▸ Exercise prompt: Take the part of the records that opens with the line containing "Kindly outline every instance of the shirt" and closes with the line containing "41], [170, 43]]]", and write out only those lines again, requests included. Scale every coordinate in the answers by 0.75, rounding each to a whole number with halves going up.

Polygon annotations for photos
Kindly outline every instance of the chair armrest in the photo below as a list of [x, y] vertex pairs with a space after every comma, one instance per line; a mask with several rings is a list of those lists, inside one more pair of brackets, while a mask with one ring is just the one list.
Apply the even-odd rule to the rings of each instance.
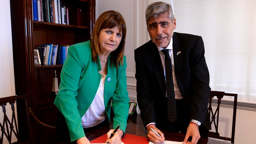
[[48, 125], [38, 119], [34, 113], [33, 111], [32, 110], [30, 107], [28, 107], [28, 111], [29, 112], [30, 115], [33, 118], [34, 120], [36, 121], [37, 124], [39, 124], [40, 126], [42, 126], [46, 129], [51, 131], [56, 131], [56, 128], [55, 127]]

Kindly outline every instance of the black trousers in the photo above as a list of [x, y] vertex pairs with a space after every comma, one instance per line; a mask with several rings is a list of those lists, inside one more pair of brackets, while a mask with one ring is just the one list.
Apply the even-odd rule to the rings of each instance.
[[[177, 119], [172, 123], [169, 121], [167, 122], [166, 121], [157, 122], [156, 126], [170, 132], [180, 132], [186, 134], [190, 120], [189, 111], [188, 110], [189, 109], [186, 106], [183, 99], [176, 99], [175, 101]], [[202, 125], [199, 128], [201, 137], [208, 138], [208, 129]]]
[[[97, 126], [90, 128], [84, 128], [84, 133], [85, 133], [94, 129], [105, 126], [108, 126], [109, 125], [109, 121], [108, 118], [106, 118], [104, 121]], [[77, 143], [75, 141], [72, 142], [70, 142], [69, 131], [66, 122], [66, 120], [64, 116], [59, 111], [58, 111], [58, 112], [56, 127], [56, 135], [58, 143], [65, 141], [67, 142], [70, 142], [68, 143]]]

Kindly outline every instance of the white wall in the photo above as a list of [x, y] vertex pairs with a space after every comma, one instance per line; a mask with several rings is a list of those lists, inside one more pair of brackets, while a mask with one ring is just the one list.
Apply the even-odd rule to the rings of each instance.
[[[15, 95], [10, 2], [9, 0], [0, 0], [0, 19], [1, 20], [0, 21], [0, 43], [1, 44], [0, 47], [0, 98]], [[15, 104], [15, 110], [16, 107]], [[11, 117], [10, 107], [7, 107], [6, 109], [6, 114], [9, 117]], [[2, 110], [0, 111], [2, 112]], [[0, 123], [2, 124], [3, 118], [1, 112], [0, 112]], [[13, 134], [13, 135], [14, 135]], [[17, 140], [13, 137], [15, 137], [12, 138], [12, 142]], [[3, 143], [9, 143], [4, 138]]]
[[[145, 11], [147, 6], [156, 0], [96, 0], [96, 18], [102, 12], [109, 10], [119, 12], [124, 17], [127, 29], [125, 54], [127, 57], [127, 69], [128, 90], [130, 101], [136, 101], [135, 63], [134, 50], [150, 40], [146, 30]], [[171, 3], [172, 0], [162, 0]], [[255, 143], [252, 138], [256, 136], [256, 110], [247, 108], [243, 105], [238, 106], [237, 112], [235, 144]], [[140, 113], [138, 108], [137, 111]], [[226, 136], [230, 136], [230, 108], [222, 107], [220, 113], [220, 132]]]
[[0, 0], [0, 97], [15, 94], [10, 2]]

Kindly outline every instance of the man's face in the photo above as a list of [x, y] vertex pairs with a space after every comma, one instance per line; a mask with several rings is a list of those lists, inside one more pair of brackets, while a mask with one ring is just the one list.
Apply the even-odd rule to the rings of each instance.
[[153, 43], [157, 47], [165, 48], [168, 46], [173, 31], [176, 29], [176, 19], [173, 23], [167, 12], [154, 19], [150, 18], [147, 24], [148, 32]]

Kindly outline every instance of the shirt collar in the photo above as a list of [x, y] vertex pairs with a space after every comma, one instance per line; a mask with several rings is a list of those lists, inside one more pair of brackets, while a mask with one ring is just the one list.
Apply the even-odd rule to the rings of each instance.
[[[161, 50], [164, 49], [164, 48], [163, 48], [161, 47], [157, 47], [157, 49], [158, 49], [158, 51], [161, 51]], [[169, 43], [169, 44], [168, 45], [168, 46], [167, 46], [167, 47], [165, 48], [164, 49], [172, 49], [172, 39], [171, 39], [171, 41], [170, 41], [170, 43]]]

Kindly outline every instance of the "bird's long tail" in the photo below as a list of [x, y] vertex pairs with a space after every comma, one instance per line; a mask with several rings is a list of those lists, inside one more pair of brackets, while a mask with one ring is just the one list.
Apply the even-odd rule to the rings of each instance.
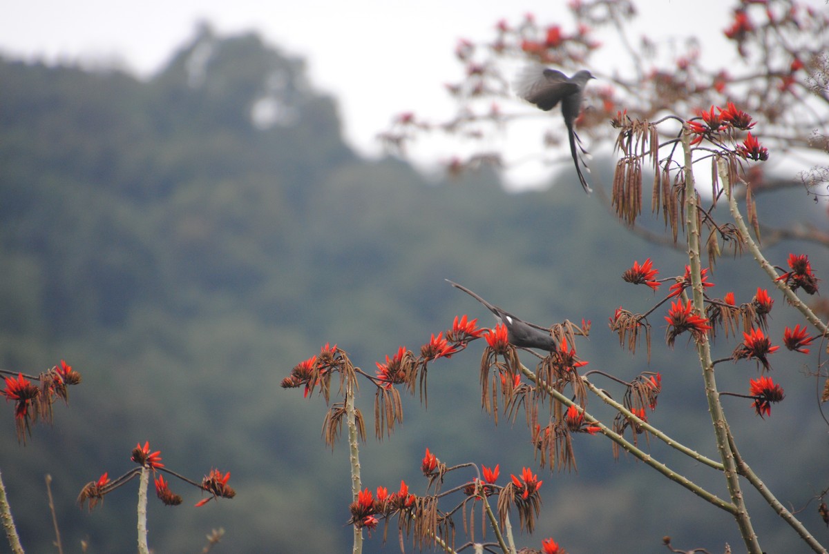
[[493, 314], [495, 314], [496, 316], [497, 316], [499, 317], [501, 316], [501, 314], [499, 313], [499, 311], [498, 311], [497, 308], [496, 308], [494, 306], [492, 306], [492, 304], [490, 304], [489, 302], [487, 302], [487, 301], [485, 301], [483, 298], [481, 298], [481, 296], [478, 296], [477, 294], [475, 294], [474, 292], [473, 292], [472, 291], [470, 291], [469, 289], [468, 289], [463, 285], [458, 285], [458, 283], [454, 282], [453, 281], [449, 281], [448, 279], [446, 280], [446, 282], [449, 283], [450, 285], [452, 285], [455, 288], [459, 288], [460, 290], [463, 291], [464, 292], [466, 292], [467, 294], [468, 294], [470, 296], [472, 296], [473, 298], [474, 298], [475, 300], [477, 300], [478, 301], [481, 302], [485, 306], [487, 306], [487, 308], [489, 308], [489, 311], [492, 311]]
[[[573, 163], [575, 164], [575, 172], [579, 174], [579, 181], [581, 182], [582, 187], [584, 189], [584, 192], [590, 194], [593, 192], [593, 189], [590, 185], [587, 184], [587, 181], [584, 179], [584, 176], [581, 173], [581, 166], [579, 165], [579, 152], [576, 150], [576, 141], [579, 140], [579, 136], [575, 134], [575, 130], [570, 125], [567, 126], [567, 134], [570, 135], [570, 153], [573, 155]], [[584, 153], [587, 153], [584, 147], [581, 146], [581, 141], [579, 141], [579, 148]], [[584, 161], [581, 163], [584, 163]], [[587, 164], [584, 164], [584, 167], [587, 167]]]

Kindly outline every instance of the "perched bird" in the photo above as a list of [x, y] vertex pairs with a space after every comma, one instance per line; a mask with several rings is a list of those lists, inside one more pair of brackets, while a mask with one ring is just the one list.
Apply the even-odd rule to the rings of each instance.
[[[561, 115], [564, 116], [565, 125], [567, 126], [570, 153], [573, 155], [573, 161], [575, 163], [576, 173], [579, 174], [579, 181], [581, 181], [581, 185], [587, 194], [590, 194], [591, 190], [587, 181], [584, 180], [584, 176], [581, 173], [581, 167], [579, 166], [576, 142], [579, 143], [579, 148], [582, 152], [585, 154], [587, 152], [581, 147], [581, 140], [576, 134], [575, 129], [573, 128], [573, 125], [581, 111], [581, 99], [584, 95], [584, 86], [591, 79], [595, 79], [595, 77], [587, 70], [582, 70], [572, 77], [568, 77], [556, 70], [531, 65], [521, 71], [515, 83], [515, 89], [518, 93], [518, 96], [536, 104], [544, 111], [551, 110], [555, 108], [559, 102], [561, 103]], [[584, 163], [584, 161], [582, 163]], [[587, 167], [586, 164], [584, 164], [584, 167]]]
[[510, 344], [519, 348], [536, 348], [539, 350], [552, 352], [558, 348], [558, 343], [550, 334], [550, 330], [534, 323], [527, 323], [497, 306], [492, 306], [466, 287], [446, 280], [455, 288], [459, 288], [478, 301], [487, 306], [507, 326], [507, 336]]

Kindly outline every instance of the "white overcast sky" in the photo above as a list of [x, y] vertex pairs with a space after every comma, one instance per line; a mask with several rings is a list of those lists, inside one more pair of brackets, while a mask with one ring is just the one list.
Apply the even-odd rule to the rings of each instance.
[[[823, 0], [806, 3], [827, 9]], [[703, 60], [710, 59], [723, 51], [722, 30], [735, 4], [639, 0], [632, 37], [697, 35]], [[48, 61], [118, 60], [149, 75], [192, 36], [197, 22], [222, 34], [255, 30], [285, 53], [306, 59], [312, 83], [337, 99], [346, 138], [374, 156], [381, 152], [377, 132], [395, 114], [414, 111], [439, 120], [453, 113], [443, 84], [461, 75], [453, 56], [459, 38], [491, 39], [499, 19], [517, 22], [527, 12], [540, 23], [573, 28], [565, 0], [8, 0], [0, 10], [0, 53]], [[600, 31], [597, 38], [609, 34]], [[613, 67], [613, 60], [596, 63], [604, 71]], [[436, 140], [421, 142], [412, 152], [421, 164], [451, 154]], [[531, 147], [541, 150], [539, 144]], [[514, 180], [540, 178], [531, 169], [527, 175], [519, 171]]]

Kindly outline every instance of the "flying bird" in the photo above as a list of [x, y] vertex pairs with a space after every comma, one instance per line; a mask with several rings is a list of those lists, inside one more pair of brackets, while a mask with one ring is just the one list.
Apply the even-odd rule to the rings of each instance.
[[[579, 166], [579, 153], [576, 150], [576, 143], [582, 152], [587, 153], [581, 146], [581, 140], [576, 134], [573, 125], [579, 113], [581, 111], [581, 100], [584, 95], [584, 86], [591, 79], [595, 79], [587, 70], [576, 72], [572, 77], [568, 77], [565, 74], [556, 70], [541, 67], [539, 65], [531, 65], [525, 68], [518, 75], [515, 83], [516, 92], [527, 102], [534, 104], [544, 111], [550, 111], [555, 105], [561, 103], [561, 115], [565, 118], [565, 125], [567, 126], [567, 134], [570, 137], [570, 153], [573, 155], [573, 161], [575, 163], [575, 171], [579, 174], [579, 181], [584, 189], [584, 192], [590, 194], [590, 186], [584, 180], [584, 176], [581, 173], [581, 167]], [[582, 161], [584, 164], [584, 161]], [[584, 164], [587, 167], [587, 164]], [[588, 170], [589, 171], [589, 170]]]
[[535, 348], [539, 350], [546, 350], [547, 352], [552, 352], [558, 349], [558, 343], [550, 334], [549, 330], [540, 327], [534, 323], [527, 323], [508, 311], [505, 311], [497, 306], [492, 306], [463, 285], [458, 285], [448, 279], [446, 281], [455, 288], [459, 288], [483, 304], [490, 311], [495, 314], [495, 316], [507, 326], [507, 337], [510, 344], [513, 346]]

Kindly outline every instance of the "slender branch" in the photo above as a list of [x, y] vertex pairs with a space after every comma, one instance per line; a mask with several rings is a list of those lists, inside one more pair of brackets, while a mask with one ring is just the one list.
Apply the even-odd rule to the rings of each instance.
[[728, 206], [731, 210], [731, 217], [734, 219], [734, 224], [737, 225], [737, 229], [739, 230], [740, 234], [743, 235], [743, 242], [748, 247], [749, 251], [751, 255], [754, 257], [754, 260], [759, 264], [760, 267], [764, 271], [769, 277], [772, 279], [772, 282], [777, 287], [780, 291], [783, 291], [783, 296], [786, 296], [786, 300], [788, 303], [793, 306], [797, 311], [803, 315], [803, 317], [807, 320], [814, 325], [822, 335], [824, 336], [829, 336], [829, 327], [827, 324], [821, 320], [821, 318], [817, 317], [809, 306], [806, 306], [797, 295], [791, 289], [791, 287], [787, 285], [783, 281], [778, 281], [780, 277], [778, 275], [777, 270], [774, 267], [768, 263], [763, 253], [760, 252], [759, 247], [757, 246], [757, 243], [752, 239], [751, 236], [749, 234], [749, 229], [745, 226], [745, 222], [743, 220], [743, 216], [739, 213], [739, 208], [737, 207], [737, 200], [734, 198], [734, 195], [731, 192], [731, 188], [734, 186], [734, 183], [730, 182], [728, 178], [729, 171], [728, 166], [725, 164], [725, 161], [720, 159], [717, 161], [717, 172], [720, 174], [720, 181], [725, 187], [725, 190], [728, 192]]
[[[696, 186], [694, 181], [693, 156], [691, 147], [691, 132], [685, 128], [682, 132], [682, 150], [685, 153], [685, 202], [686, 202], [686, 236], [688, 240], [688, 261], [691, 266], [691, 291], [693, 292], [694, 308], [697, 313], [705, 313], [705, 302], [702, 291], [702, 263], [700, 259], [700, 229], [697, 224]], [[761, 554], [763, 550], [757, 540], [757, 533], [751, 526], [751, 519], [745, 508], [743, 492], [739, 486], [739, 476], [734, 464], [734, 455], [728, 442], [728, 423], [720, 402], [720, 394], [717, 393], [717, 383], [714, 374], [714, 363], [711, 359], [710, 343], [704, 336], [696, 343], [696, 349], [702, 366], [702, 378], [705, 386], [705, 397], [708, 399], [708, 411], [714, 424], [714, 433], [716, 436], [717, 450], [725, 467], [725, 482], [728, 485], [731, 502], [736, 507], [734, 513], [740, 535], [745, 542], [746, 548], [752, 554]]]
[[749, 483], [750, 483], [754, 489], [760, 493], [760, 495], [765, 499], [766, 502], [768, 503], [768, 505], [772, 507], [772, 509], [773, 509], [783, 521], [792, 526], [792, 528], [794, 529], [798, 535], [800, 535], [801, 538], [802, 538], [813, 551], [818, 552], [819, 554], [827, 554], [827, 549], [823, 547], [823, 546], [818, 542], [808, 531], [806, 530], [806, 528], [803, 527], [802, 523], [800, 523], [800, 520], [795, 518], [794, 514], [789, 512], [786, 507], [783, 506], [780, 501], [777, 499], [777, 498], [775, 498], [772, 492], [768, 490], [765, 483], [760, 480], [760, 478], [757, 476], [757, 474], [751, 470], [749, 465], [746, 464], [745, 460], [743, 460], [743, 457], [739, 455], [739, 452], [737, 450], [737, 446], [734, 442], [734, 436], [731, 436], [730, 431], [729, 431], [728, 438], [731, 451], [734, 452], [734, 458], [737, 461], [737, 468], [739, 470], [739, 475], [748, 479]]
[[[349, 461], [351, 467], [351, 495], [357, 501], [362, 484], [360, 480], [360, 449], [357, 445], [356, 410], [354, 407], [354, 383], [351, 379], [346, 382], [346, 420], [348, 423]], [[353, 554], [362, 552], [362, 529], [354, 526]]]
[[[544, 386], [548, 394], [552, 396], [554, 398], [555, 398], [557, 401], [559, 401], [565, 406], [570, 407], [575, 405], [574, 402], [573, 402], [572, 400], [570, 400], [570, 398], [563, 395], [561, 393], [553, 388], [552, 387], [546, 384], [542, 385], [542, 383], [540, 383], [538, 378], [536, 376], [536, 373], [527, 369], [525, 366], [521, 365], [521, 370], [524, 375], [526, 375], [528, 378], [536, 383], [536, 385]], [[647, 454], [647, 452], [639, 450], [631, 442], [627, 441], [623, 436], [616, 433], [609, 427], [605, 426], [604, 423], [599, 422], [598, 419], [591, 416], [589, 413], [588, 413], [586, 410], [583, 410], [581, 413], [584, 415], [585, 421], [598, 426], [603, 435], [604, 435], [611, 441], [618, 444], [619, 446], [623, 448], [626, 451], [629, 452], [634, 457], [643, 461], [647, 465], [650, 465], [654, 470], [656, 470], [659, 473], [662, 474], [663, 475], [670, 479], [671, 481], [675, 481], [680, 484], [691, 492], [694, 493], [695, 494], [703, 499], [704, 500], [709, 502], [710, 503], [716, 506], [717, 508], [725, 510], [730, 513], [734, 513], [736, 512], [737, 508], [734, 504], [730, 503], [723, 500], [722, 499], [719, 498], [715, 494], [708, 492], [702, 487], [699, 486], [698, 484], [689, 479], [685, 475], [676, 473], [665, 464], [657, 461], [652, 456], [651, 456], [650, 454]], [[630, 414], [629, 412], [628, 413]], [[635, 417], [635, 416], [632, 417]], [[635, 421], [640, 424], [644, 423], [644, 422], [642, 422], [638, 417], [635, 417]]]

▸ Exercise solution:
Kindly outline every instance of the shirt collar in the photo above as a list of [x, y] vertex pairs with a space after every comma, one instance per line; a mask with several rings is a list of those lists, inside one more pair of brackets, while a mask with one ring is just the one list.
Apply the even-odd rule to the rings of each instance.
[[[121, 38], [123, 37], [123, 36], [122, 36], [121, 35], [118, 35], [118, 37], [119, 37], [119, 38], [121, 38]], [[127, 32], [127, 33], [126, 34], [126, 35], [125, 35], [125, 35], [124, 36], [123, 37], [129, 37], [129, 29], [128, 29], [128, 31], [128, 31], [128, 32]]]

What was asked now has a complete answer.